Print, without any change, the part of the data below that opens with the line containing "Pick out the red painted" and closes with the line containing "(1110, 563)", including both of those lines.

-- start of RECORDS TO PROCESS --

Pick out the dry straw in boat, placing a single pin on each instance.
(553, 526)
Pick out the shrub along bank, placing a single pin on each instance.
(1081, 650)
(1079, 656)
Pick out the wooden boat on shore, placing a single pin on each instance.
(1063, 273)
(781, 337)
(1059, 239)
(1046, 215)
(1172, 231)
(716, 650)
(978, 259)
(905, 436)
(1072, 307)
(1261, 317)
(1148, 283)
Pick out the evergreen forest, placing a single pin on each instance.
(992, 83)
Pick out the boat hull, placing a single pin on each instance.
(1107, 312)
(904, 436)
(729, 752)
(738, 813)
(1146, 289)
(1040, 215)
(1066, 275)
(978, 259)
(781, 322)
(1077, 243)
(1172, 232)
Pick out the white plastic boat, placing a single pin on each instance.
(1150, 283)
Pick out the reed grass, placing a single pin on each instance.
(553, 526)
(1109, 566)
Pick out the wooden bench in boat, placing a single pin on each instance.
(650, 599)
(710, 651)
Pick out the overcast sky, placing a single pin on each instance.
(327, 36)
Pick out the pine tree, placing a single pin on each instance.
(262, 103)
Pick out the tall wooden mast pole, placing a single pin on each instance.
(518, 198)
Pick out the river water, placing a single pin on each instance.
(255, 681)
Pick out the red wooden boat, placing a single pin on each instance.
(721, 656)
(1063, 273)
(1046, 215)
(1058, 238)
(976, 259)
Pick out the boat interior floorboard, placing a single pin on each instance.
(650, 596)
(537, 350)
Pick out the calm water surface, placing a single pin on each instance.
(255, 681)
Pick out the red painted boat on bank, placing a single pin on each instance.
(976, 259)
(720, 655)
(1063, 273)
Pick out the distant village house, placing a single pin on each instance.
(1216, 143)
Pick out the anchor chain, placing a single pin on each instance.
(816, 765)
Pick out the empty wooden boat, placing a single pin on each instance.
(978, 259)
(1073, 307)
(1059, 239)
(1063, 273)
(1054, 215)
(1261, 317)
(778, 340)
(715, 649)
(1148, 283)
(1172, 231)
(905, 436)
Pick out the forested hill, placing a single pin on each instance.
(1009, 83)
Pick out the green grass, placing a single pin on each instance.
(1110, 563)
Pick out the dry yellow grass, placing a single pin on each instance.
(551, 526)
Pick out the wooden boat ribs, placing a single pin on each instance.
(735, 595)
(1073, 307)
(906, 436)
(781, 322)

-- end of RECORDS TO PROCESS --

• **RESULT OF THIS TASK**
Pick out the red painted boat on bank, placing a single pin on each instance.
(976, 259)
(720, 655)
(1063, 273)
Pick out the distant village house, placing a single pin on each instance.
(1216, 143)
Pick out the anchor chain, placing a single pin on each instance.
(816, 765)
Pick out the empty wooden boat, placing a single pin on each instance.
(978, 259)
(1073, 307)
(1059, 239)
(1063, 273)
(1054, 215)
(1261, 317)
(778, 340)
(715, 649)
(1148, 283)
(1172, 231)
(905, 436)
Pick out the forested hill, placing a single pin on each instance.
(1009, 83)
Pick out the green grass, placing a single pin on each instance.
(1110, 563)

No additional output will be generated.